_What you are asked to do_: Please render the items below as a two-column CSV with the headers "text" and "answer". Give one row per item, with its text and its full answer each in a single quoted field and every line break replaced by a space.

_Records shown_:
========
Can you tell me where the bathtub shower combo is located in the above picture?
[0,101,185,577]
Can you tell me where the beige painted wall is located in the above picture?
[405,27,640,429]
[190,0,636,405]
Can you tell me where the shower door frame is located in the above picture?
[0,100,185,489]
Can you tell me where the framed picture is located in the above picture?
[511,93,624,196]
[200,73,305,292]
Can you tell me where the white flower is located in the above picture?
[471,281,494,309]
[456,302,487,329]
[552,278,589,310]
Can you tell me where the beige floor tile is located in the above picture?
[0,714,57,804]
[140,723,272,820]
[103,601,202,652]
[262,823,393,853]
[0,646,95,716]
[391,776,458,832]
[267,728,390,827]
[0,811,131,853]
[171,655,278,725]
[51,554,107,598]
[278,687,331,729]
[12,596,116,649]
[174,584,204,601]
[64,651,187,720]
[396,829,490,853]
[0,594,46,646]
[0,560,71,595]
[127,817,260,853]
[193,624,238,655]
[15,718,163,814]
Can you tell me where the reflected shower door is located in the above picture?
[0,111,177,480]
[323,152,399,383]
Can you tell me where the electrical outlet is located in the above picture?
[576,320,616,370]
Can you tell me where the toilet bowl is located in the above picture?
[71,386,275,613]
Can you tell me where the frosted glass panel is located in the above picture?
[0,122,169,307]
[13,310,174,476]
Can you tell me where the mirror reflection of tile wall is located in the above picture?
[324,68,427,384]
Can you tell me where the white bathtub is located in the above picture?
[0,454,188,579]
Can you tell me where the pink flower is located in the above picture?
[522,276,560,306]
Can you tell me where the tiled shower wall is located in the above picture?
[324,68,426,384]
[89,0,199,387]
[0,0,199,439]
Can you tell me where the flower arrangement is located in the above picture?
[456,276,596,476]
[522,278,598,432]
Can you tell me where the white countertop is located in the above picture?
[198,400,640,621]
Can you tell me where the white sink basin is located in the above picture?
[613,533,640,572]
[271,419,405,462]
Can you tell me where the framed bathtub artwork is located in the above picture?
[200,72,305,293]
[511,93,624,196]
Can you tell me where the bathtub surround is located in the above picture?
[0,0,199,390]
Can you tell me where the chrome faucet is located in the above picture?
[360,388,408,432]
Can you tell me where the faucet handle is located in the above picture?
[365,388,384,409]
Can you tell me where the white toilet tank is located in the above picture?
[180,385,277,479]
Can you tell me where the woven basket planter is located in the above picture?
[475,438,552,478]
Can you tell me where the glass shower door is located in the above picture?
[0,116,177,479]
========
_Final result_:
text,answer
"Can you tell me where the bathtub shower combo is located in the above picture?","[0,101,185,577]"
"Can you tell me where the beige painted wall is located in the above picture?","[405,27,640,429] [190,0,636,405]"
"Can you tell me where the shower door frame is located in the above picture?","[0,100,185,489]"
"Can you tell me where the framed picture is located in the above picture?","[511,93,624,196] [200,73,305,292]"
"Can you tell me where the white flower is located in the above picture?","[471,281,494,309] [456,302,487,329] [552,278,589,310]"
"Can you tell me where the beige floor tile is located in the above picture?","[0,714,57,804] [140,723,272,820] [103,601,202,652] [262,823,393,853] [0,646,95,716] [391,776,458,832] [267,728,390,827] [0,811,131,853] [171,655,278,725] [51,554,107,598] [278,687,331,729] [12,596,116,649] [174,584,204,601] [64,651,187,720] [396,829,490,853] [0,594,46,646] [0,560,71,595] [127,817,260,853] [193,624,238,655] [15,718,163,814]"
"Can you tell me where the reflected shower door is located in the above picture?","[0,111,177,480] [323,152,399,383]"
"Can you tell me where the electrical outlet is located in the above picture?","[576,320,616,370]"
"Can you tell me where the toilet bowl is located in the above picture?","[71,386,275,613]"
"Can you tell me where the frosted glass panel is located in the above picture?","[0,122,169,307] [13,310,174,476]"
"Can you tell me where the mirror reflection of tile wall is located in the above picture?","[324,68,427,384]"
"Can you tell me where the white bathtub is located in the above picture?","[0,454,188,579]"
"Can you tell me where the pink flower is located in the above picture?","[522,276,560,306]"
"Can you tell me where the tiled shower wall is located in the above picture?","[324,68,426,384] [89,0,199,387] [0,0,199,439]"
"Can you tell me where the flower arrangement is located in the above picture?","[456,276,596,476] [522,278,598,432]"
"Can you tell me where the white countertop is located in the above picture?","[198,400,640,621]"
"Can you tell me where the white sink basin is located in the above picture?","[613,533,640,572] [271,419,405,462]"
"Can you tell me where the framed bathtub artwork is located in the above picture?","[200,72,305,293] [511,93,624,196]"
"Can you tell me where the bathtub surround is located in the above picture?","[0,0,199,390]"
"Can you tell me where the chrome faucet is located in the above picture?","[360,388,408,432]"
"Can you tell me where the faucet handle is located in the above picture?","[365,388,384,409]"
"Can you tell me where the white toilet tank is located in the above picture?","[180,385,277,479]"
"Can you tell me where the woven basket planter is located in the above picture?","[475,438,552,478]"
"Can you tell me where the glass shower door is located in the above picture?","[0,116,177,479]"